### Do this
Please reproduce, word for word, the part of the Nub stands forum thread below from "## boomerd35 (Apr" up to and including "smoking them wrong.".

### Selected excerpt
— START —

# Nub Stands from the Houston Herf this weekend



## Cypress (Jun 27, 2007)

The title says it all.


----------



## Oxman (Jun 28, 2008)

Some seriously nice ashes there!


----------



## eggyellow (Apr 10, 2008)

MMmmmmmm, Duvel is some good beer!
Nice stand to go with it!


----------



## DBCcigar (Apr 24, 2008)

Very nice!


----------



## eggwhites (Apr 20, 2008)

Nice Nub Stands! 9.2/10


----------



## maduro4me-cl (Jun 11, 2008)

Very nice.


----------



## DOZER (Sep 30, 2007)

Very cool!!!


----------



## Cypress (Jun 27, 2007)

vivalanation734 said:


> Nice Nub Stands! 9.2/10


I didn't know I was being judged and scored. HAHAHA


----------



## CGARMAN23 (May 16, 2008)

Nice pics.


----------



## tx_tuff (Jun 16, 2007)

I think your on the wrong Live site LOL. Damn I didn't even see you taking those pics


----------



## SMOKING HANDSOME DUDE (May 24, 2007)

Nice Nub Stands I have to give you a 9.5 out of 10


----------



## boomerd35 (Apr 24, 2007)

I've had several NUbs, and I cannot get that NUb stand. I've gotten a long ash once, but it fell off before getting too long. I must be smoking them wrong.

— END —

### Entries supplied
— START —

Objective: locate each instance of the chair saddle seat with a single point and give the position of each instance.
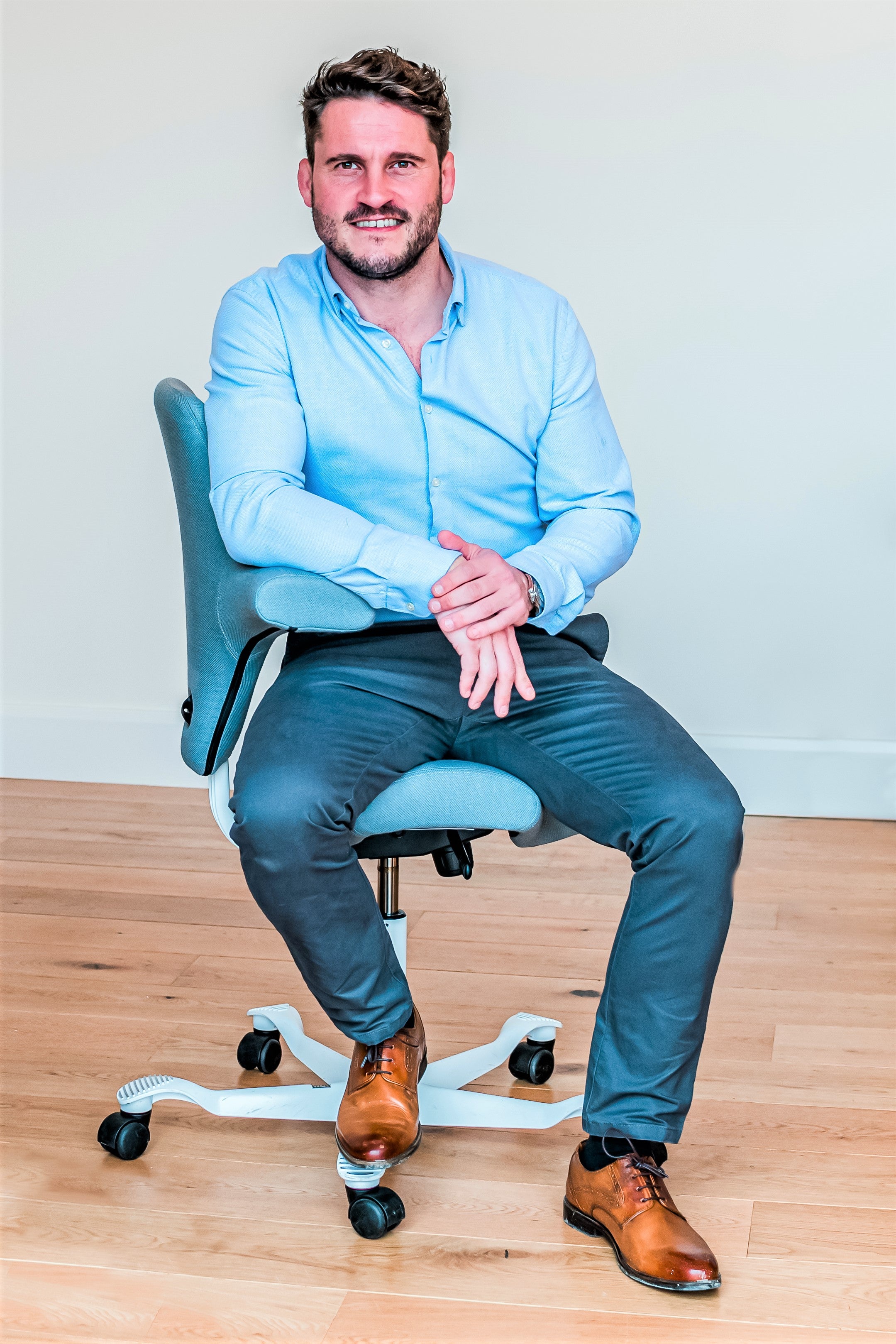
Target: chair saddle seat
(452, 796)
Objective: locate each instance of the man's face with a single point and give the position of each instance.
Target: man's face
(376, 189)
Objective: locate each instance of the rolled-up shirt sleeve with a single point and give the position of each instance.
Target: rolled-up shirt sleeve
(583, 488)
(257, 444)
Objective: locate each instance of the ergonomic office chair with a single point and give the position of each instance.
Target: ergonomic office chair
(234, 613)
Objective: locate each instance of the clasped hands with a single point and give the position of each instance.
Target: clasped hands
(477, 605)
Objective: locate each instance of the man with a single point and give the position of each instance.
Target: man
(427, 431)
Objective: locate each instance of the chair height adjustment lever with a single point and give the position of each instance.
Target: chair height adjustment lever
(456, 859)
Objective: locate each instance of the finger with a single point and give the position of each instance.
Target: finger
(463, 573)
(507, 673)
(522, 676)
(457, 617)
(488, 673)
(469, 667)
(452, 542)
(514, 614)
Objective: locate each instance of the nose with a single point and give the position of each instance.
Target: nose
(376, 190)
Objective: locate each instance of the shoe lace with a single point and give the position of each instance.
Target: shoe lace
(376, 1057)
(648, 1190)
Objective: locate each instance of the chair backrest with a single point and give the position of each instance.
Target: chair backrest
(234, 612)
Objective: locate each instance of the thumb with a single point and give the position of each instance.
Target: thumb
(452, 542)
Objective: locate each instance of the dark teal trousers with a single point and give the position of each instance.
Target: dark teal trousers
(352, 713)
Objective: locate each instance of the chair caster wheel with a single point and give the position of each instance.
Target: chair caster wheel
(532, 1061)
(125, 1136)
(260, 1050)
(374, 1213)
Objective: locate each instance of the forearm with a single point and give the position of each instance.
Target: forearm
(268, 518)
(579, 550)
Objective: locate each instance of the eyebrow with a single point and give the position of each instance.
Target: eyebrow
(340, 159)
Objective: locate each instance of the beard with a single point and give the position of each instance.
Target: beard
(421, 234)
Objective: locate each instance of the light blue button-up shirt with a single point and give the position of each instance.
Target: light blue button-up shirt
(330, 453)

— END —
— START —

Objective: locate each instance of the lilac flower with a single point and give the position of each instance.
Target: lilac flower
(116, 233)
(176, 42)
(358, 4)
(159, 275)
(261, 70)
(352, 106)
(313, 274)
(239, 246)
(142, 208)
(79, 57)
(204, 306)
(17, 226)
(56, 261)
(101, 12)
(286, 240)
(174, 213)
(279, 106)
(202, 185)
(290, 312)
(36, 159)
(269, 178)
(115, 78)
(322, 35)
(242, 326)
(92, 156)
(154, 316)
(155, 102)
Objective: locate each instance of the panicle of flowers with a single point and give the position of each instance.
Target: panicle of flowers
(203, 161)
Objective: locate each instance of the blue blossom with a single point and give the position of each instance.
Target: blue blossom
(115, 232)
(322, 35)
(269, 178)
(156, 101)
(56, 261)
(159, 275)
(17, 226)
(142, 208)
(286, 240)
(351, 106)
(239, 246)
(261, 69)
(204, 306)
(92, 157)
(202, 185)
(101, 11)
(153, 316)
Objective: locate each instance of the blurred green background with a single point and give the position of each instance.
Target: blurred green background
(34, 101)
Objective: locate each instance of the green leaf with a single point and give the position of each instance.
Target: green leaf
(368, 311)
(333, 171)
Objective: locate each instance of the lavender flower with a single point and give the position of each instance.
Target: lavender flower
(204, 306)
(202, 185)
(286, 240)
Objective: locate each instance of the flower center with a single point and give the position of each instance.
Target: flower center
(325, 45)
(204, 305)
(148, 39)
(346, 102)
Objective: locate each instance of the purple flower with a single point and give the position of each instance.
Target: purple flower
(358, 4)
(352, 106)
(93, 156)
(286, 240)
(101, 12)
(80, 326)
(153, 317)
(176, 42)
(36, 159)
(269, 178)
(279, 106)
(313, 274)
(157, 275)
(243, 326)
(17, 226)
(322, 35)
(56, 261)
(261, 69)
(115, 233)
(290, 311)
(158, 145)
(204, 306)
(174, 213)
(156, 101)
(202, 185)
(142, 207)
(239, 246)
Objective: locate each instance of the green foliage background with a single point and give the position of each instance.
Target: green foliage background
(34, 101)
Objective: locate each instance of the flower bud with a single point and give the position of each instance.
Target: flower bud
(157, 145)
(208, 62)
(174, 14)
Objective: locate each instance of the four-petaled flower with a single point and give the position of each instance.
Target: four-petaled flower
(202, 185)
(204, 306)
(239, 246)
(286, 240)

— END —

### Solution
## boomerd35 (Apr 24, 2007)

I've had several NUbs, and I cannot get that NUb stand. I've gotten a long ash once, but it fell off before getting too long. I must be smoking them wrong.